> _Supplied passage_:
------------------------------------------------------------
The requirement that's causing trouble is that if the user search matches a document number (say they search for "12345",) then all documents with that document number should be at the top of the result-set, ordered by descending date. It's easy enough to get them at the top of the result-set; document-number has the highest weight, so sorting by score works fine. The problem is that the secondary sort by date doesn't work because even though all the document-number matches have higher scores than other documents, they don't have the same score, so they end up ordered by how often the search term appears in the rest of the metadata; which isn't really meaningful at all.
What I think we really need is a way of having the search api score results simply by the highest weighted element that matches the search-term, without reference to any other matches in the document. I've had a look at the scoring algorithms and can't see one that does that; have I missed something or is this just not possible? Obviously, it doesn't have to be score that we order by; if there's some other way to get at the score of the single best match in a document and use it for sorting, that would be fine.
Is there some other solution I haven't even thought of?
I thought of doing two searches (one on document-number, and one on the whole metadata tree) and then combining the results, but that seems like it's going to cause a lot of pain with pagination and performance. Which sort-of defeats the purpose of using the search api in the first place.
I should add that it is correct to have those other matches in the result-set, so we can't just search only on document-number.
------------------------------------------------------------
> _Recorded data_:
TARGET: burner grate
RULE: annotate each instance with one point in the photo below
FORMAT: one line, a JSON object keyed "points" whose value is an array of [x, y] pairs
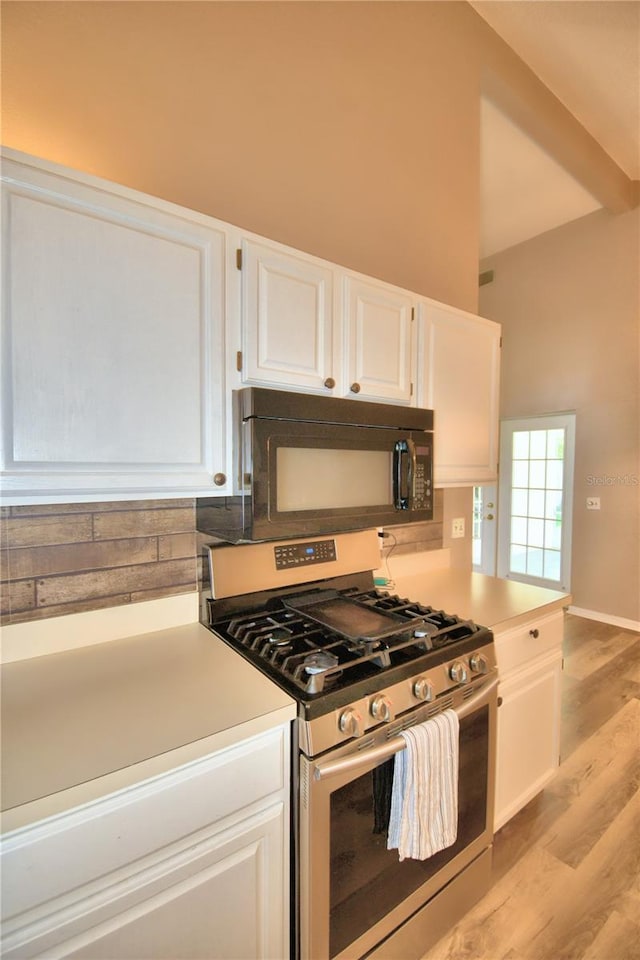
------------------------------------------------------------
> _Stated task_:
List every basis for ordering results that the search-scoring post mentions.

> _Problem solution_:
- Descending date
- Score
- How often the search term appears in the rest of the metadata
- The score of the single best match in a document